▸ **The problem**
Pull every line that holds the word "query" from the entries.

▸ **Data to use**
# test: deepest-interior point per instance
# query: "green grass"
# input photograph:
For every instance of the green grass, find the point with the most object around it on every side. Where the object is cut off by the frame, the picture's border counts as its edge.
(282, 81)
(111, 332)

* * *

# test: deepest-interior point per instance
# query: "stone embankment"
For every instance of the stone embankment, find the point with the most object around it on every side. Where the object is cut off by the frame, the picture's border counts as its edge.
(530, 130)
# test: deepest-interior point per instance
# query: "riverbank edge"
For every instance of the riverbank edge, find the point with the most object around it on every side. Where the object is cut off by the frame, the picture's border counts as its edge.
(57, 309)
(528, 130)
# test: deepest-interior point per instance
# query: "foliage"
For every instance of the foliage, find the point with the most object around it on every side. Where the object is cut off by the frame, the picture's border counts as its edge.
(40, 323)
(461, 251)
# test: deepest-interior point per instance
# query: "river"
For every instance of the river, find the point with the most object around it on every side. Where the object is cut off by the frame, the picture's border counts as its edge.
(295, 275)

▸ **Written response**
# query: "green grass"
# query: "stone embankment"
# query: "riverbank edge"
# query: "foliage"
# query: "river"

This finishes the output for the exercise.